■ ARTICLE ■
The nonpartisan civil service is the backbone of the executive branch. The federal government relies on competent, nonpartisan public officials to process tax returns, protect consumers from defective products, protect and maintain our natural resources and parks, and more. Under the Trump Administration, these protections have been placed in jeopardy.

Historically, civil servants were hired in order to support the political parties. This “spoils system” was eventually understood to be inefficient, as jobs were not filled according to merit and ability, but rather political affiliation. The Civil Service Reform Act of 1978 (CSRA), which created the Office of Personnel Management, the Merit Systems Protection Board (MSPB), and the Federal Labor Relations Authority was designed to protect career civil servants, and the people they serve, from political influence. Though the congressional findings articulated in the CSRA talk of protecting career employees, the purpose of these underlying safeguards has always been to protect the American people against partisan abuses of governmental power. This means that civil servants should never be unduly influenced by changing administrations as they carry out their necessary nonpartisan functions. Instead, they should feel secure in their positions, and should be comfortable coming forward with issues as they arise.

Under the Trump Administration, protections for members of civil service have eroded. To start, the MSPB, the agency where civil servants can appeal when they are fired or disciplined unfairly, has lacked a quorum since 2017. While President Donald Trump has nominated people for the positions that need to be filled, they have not yet been approved by the Senate. The lack of a quorum on the MSPB means that, among other things, whistleblowers seeking protection are in bureaucratic limbo. 

Additionally, President Trump recently issued a sweeping executive order further slashing protections for career civil service employees. Arguing that the government’s “current performance management is inadequate,” President Trump unilaterally stripped long-held civil service protections from employees whose work involves policymaking, allowing them to be dismissed with essentially no cause and less recourse. President Trump’s plan to treat career civil servants, who have dedicated their lives to government service above party loyalty and personal preferences, like political appointees, who are both expected to serve in the national interests and are specifically charged with serving a specific president, is an attempt to remake the government workforce to conform to his ideals of loyalty to a specific president over loyalty to the country generally.

President Trump has attacked the practice of whistleblowing, and even implied that whistleblowers who come forward should be treated the same as spies. He has made many attempts to identify whistleblowers, defying protections in the Intelligence Community Whistleblower Protection Act. Furthermore, President Trump has fired those who testified against him in impeachment trials, seemingly as “retribution.” The Trump Administration has also admitted to long-standing attempts to fire those viewed as disloyal to the president.

■ DIRECTIONS ■
a - List the bodies that the article on civil service protections says the Civil Service Reform Act of 1978 created.
b - Rewrite the paragraph of the article on civil service protections that begins "Under the Trump Administration, protections for members" as a short bulleted list that keeps its main facts.
c - Pick up the article on civil service protections after its final sentence and carry it on.

■ STORED ROWS ■
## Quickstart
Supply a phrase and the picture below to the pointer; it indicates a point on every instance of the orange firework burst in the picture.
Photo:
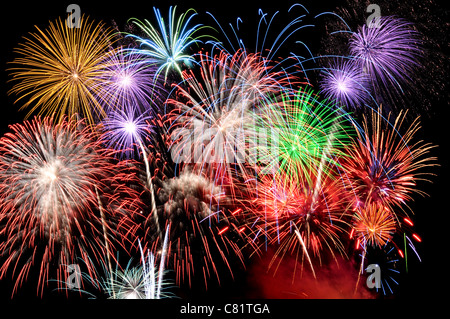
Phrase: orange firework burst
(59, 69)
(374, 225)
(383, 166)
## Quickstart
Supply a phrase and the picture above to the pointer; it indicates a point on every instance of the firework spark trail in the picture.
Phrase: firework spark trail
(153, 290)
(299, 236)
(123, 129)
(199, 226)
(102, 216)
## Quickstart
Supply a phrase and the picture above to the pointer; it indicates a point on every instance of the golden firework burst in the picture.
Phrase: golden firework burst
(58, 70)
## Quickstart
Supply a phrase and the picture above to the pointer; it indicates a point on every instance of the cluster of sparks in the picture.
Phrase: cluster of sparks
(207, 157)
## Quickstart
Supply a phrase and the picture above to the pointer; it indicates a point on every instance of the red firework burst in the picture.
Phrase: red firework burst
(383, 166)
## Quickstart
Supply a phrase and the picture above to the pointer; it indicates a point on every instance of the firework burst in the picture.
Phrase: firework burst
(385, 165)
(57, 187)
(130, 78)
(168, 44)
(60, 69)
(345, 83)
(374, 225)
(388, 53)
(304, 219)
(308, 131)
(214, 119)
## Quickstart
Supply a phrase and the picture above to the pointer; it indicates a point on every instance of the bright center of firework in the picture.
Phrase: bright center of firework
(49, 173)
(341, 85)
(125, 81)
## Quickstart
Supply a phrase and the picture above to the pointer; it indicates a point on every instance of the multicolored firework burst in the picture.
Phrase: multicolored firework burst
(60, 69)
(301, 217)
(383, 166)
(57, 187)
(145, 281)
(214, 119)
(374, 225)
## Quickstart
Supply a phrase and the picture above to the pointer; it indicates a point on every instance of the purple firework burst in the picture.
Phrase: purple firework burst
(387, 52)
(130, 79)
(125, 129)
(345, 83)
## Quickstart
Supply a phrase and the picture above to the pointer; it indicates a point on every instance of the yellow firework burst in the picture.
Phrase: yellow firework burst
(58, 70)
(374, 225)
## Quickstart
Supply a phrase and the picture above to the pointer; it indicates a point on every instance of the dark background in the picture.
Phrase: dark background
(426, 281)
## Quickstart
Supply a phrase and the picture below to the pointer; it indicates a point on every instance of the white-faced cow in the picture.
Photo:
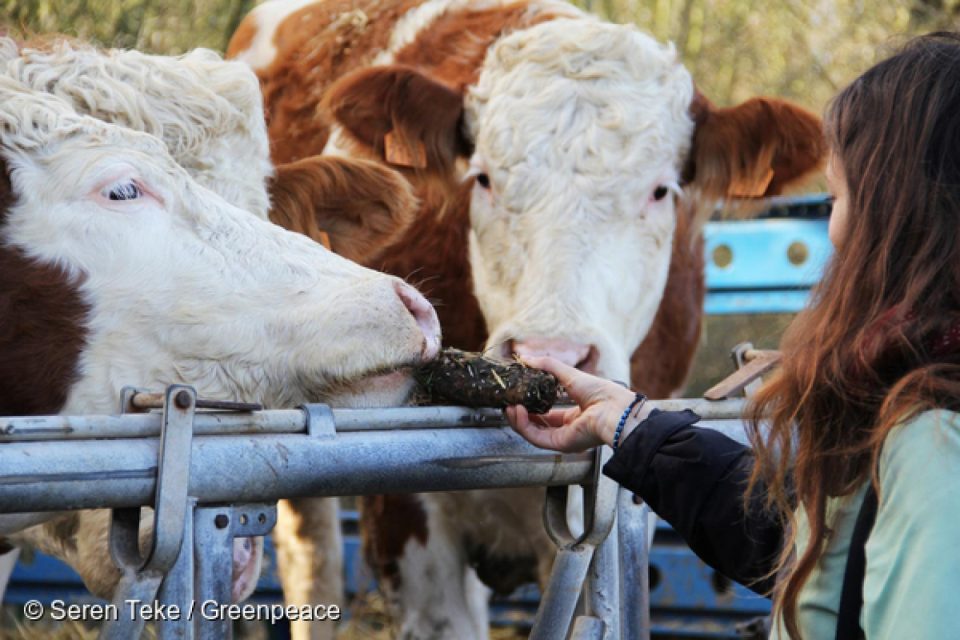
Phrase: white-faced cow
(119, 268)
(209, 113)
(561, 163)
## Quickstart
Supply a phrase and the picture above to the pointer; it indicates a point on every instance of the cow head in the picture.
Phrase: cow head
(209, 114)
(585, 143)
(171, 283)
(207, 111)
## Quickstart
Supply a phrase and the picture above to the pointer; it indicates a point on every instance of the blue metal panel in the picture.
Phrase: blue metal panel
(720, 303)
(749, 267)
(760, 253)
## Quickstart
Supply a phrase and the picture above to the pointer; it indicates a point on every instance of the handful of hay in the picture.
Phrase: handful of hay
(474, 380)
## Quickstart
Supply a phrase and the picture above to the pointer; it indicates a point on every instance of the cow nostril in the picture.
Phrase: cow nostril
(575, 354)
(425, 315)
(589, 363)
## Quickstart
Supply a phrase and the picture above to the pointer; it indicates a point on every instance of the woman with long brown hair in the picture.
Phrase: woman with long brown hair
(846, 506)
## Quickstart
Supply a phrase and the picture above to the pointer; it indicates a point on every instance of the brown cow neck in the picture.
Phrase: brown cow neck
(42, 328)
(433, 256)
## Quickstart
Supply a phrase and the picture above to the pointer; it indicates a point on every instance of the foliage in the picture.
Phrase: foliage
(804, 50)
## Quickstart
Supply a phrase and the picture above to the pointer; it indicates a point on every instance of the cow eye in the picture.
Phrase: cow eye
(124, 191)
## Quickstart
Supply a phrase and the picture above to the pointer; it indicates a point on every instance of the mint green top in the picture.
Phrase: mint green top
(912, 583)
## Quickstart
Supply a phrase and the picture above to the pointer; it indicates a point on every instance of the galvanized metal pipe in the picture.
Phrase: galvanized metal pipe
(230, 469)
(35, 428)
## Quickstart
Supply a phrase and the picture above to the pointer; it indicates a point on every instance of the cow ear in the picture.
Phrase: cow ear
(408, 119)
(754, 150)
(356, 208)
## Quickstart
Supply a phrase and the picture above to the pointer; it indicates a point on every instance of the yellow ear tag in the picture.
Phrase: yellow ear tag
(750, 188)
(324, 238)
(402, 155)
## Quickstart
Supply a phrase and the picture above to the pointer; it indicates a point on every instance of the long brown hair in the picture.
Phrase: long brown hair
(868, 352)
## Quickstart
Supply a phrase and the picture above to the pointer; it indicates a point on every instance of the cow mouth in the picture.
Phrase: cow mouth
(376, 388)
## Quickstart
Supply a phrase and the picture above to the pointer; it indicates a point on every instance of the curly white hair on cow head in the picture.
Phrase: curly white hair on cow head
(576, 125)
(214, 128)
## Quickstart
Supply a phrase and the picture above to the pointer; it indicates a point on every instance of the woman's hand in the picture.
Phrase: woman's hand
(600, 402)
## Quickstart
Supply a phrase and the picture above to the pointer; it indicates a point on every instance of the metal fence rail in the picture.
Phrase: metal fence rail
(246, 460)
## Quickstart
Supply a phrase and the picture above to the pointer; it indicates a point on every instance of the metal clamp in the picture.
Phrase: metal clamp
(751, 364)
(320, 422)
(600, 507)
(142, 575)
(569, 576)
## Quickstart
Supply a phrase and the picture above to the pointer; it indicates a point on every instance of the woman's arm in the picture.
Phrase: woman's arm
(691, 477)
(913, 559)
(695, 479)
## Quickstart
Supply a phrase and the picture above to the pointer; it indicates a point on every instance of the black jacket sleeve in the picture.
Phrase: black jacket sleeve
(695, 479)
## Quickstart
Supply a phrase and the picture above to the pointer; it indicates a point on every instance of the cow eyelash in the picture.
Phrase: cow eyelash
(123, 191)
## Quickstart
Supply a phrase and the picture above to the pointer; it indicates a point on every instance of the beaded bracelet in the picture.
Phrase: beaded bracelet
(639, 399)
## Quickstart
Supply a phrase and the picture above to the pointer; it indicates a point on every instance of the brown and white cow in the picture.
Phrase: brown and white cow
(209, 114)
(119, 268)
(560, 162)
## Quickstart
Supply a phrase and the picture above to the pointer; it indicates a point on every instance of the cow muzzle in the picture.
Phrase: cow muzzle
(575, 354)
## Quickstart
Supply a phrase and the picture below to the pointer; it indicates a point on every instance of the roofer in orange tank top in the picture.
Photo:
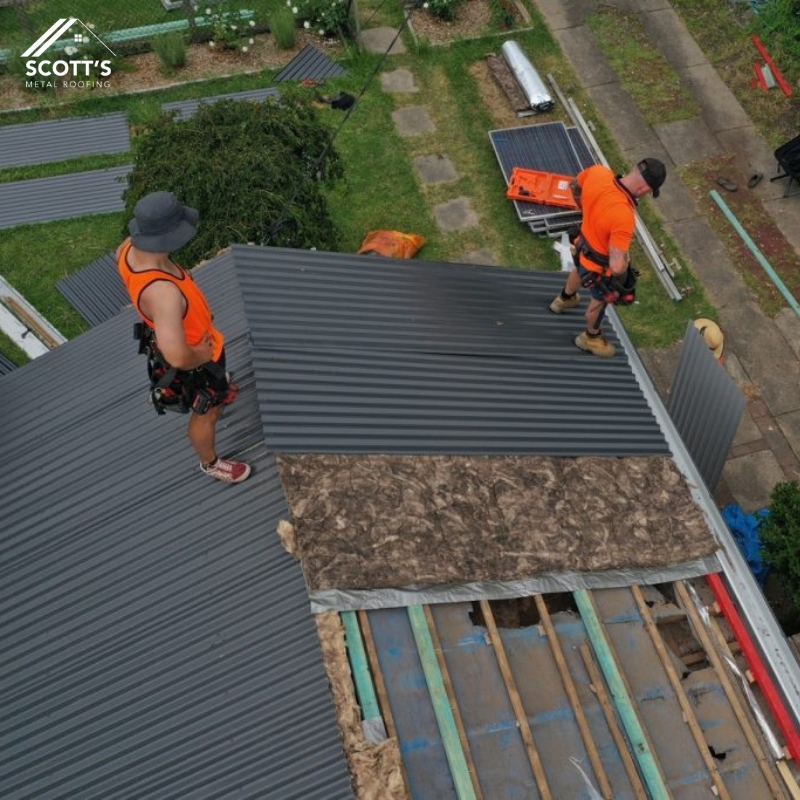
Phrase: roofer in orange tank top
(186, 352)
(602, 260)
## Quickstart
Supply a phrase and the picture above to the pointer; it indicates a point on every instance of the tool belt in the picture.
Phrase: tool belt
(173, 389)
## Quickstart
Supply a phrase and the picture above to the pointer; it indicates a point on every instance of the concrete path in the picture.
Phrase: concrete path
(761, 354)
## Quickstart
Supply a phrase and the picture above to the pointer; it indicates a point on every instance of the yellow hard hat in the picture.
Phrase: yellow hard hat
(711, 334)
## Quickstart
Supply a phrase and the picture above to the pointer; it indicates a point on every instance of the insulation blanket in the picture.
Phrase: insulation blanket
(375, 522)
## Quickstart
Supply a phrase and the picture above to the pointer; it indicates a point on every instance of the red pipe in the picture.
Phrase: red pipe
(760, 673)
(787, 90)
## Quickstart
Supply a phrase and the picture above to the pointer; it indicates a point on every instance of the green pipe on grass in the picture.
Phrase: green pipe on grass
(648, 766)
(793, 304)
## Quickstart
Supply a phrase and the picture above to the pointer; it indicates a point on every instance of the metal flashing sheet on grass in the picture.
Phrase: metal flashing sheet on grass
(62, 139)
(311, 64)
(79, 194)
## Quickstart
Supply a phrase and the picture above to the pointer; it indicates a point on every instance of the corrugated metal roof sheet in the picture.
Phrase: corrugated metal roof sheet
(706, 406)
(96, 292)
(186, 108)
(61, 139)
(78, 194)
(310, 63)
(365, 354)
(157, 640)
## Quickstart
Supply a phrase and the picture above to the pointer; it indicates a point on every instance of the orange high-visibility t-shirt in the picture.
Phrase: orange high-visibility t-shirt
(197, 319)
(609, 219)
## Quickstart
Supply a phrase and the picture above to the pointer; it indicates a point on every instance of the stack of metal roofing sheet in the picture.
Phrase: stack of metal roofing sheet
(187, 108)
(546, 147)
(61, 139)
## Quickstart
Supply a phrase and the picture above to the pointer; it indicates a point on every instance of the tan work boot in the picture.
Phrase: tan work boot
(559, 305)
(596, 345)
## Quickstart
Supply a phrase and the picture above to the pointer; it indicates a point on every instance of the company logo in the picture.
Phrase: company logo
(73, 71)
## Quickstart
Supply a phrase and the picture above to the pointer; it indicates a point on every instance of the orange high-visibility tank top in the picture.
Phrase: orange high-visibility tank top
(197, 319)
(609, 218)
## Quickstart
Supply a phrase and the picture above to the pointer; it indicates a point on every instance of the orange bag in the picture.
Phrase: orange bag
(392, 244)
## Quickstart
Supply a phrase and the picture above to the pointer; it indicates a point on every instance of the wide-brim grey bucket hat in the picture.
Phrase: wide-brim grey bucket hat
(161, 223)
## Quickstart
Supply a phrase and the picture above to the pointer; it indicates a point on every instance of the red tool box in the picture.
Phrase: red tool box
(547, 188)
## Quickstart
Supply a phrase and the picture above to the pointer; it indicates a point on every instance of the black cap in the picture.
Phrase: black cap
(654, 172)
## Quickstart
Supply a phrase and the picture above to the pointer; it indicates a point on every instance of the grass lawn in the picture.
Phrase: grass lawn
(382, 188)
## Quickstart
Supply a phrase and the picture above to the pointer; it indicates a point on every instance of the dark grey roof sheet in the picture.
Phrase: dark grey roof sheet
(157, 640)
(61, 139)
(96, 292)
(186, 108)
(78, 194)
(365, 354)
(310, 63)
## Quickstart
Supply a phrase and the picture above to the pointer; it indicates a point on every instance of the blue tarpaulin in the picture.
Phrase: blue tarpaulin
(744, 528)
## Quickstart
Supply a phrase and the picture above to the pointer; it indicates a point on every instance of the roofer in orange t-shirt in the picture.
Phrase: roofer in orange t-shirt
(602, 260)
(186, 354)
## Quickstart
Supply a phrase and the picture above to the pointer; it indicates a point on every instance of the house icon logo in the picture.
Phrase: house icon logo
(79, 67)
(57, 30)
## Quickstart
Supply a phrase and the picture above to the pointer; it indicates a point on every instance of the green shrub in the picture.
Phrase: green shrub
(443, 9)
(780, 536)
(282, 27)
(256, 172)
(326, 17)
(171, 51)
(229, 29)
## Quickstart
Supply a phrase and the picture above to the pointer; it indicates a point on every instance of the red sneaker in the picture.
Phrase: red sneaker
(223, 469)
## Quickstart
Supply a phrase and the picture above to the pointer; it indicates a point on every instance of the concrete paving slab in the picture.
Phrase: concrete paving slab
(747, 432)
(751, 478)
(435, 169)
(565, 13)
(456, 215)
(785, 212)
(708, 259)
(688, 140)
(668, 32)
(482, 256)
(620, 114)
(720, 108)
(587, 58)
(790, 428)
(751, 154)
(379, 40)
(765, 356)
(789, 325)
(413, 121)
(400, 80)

■ REPLIES ■
a -
- Office of Personnel Management
- Merit Systems Protection Board (MSPB)
- Federal Labor Relations Authority

b -
- Under the Trump Administration, protections for civil servants have eroded.
- The MSPB, where civil servants appeal unfair firing or discipline, has lacked a quorum since 2017.
- President Trump has nominated people for the open seats, but the Senate has not yet approved them.
- Without a quorum, whistleblowers seeking protection are left in bureaucratic limbo, among other effects.

c -
Current law does not provide adequate protection for whistleblowers. Currently, a government employee who files a whistleblower complaint must take the complaint through the arduous process of the MSPB in order to protect themselves from retaliation. The MSPB will then primarily adjudicate the whistleblower’s complaint, and make a determination about whether retaliation has actually occurred. The problem, of course, is that in many cases, especially when the MSPB lacks a quorum and cannot rule, the MSPB determination occurs after the alleged retaliation—and while the MSPB can, and has, resolved disputes on the side of the whistleblower, the process can leave the whistleblower in the dark for months about whether they will be eligible for back pay or getting their job back. This has only gotten worse in recent years, as the MSPB currently lacks a quorum, thus leaving cases in a massive queue to be resolved at some future date. This process, on top of the Trump Administration’s continued attack on federal whistleblowers, weighs heavily against employees’ brave decision to come forward should they see signs of mismanagement or misconduct.

Additionally, as the federal government has increasingly relied on contractors, whistleblower protections for federal contractors have become even more critical. Federal contractors have been at the center of numerous scandals during the Trump Administration, including, for example, the atrocities that have been alleged at numerous Immigration and Customs Enforcement detention centers. To date, only a few whistleblowers have emerged from these private prison contractors to sound the alarm over the contractors’ treatment of detainees; but when they have, their allegations have been stunning and critical in ensuring accountability. If the government plans to expand its contractor workforce, or to even leave it as is, then Congress must expand whistleblower protections to all federal contractors, and ensure that these brave employees are protected from retaliation regardless of the political impact of the information they reveal to the public.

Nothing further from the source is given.